STATED EXERCISE | Copy every line of the records below word for word, and leave the pictures out of your copy.
* Start *
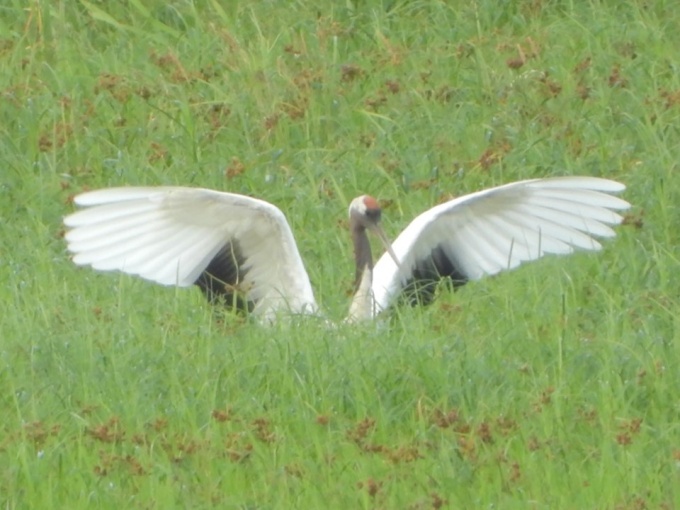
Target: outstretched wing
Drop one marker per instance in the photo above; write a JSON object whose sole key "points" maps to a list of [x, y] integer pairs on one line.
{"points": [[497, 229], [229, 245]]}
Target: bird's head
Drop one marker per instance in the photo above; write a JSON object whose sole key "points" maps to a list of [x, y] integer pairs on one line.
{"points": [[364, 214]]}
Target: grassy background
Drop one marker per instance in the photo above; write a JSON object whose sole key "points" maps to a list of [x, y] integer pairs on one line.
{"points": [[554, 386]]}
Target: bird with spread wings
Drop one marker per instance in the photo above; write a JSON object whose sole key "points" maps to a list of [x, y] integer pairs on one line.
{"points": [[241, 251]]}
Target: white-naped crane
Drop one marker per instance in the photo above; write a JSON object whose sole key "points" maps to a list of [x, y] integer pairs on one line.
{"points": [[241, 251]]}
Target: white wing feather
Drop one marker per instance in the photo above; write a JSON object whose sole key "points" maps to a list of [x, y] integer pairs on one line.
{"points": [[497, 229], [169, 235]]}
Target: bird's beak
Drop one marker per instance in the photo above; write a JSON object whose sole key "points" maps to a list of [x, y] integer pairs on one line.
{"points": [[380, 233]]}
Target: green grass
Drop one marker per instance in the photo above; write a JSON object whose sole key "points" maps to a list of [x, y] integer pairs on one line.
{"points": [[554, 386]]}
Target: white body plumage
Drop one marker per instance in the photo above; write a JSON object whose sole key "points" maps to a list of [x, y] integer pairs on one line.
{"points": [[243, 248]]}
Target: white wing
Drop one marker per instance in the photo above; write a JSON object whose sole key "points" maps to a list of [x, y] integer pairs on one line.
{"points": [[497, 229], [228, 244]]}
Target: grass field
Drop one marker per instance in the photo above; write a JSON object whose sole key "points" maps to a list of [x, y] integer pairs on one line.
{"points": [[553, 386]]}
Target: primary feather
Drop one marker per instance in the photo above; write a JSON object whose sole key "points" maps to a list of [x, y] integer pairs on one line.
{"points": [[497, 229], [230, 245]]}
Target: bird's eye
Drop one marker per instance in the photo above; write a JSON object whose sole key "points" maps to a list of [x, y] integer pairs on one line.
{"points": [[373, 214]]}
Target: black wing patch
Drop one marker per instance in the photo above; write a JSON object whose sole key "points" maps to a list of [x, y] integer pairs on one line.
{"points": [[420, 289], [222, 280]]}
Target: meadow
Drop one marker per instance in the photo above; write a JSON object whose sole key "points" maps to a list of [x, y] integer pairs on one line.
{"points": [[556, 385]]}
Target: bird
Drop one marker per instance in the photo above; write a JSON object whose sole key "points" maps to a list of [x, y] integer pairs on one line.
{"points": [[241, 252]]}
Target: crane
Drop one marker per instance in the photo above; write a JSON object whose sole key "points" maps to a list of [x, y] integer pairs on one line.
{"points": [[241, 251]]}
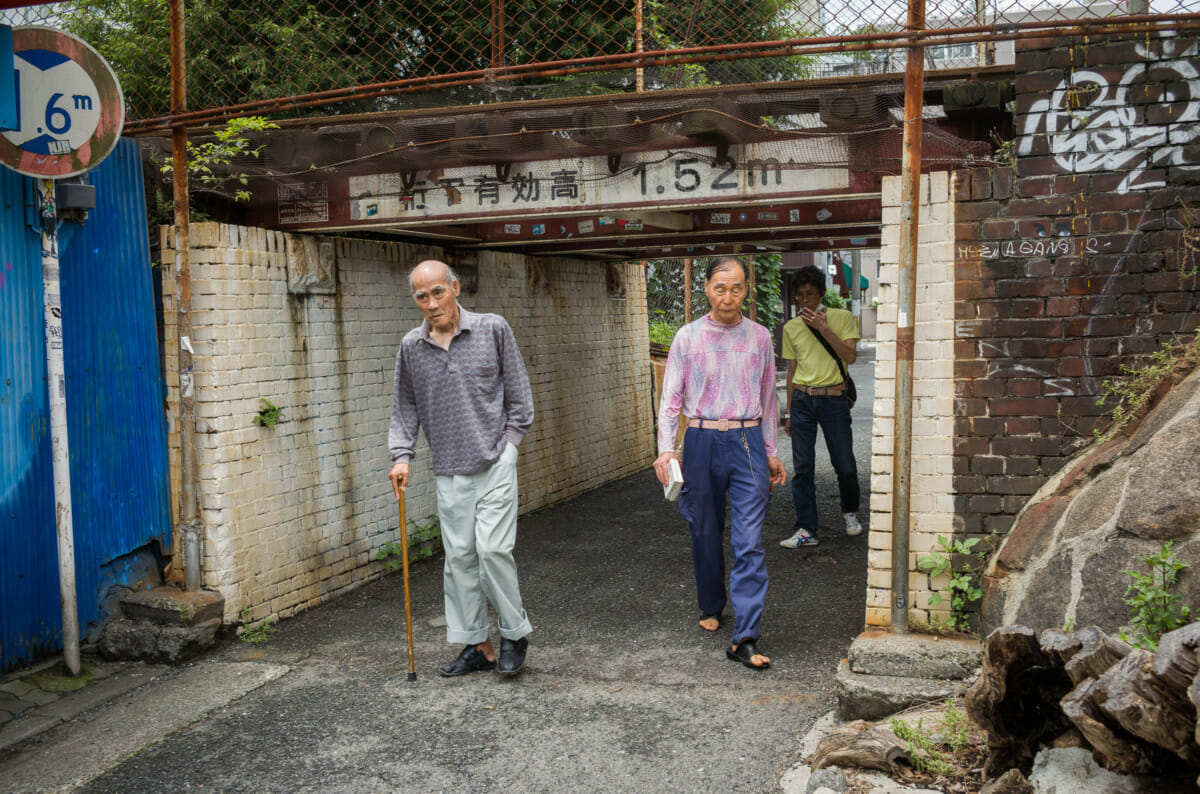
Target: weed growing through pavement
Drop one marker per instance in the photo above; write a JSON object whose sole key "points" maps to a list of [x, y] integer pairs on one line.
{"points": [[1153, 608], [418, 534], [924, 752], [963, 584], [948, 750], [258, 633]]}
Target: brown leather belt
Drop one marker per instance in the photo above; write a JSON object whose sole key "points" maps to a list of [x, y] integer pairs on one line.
* End *
RESULT |
Target: outstretched wing
Drop one marker per instance in the photo above; write a JSON object whose sole key "points" maps to a list of [x, y] integer pairs on one line.
{"points": [[497, 229], [229, 245]]}
Target: bird's head
Drop one marker per instance in the photo above; write a JSON object whose sole key "points" maps to a list of [x, y] integer pairs on one line.
{"points": [[364, 214]]}
Target: grassy background
Drop one marker per instance in the photo above; write a JSON object whose sole key "points" maps to a list of [x, y] integer pairs on one line.
{"points": [[554, 386]]}
Target: bird with spread wings
Drop one marker per instance in the photo above; write a JSON object whose sole key "points" maps to a list of [x, y] integer pairs on one line.
{"points": [[241, 251]]}
Target: white-naped crane
Drop one marker per instance in the photo above; write a JSON object whose sole key "points" maps to a list of [x, y] integer pairs on one line.
{"points": [[241, 251]]}
Target: white wing feather
Drop one marker per instance in the photo above; write a JSON object whose sole key "points" maps to a list of [x, y] integer pairs on one line.
{"points": [[497, 229], [169, 235]]}
Target: bird's beak
Drop one marker per instance in the photo above; write a JSON object whose sole key "points" maps to a list of [x, y] integer pairs on one line.
{"points": [[380, 233]]}
Target: green grass
Drop one marker per instance in the photo above; write a JSON object whose sole key "points" maps to a list of [x, y] integer pairs on one line.
{"points": [[554, 386]]}
Target: white body plumage
Drop one marker per instance in the photo above; write a JSON object whose sole key "points" maps to a list of [x, y] integer pairs on one line.
{"points": [[243, 248]]}
Target: white wing
Drop one marker per instance in the photo above; write a JSON object whose sole key "points" maps to a list of [x, y] integer pairs on one line.
{"points": [[497, 229], [228, 244]]}
Target: grass field
Drop one marker per instance in the photo above; write a JSON object whose sole key "points" maps to a list of [x, y] integer pairs on one line.
{"points": [[553, 386]]}
Target: primary feather
Drop one marker per instance in the photo above; write a JSON object whose sole key "points" maps to a list of [x, y] integer pairs on one line.
{"points": [[497, 229], [230, 245]]}
Target: bird's eye
Drop one marker per instance in the photo above; write a JSON object whose sole key "points" maps to a list of [x, y] integer pairs on one line.
{"points": [[373, 214]]}
Target: black wing patch
Drop one marker per instance in the photo above; write a JSON object whose sole key "points" maps to a list of [x, y] integer pairs on one line.
{"points": [[420, 289], [222, 280]]}
Target: meadow
Drop one marker per instance in the photo above; write a JSON object whose sole key "points" maps to a list of [x, y] integer pairs on one line.
{"points": [[556, 385]]}
Target: bird
Drop one marker per instance in the photo above; write a JSON object whose sole key "points" maps to a list of [x, y] integer pairs on one line.
{"points": [[241, 252]]}
Target: crane
Drop one marker per instance in the photo above; write a JSON object whose sole key "points" maps to a list of [x, y] integer pairs on one line.
{"points": [[241, 251]]}
Target: weed growing through pavement
Drop one marker per instance in the photo above; write a JSON object whose sole key "points" maps to a list of [x, y] integer pairs on one line.
{"points": [[1153, 608], [418, 534], [924, 752], [963, 584], [948, 750], [258, 633]]}
Target: brown leather belt
Drop one marker per instance in the photo above; write a JSON object whose sole key "points" maps to a list of [x, y] integer pairs on one line.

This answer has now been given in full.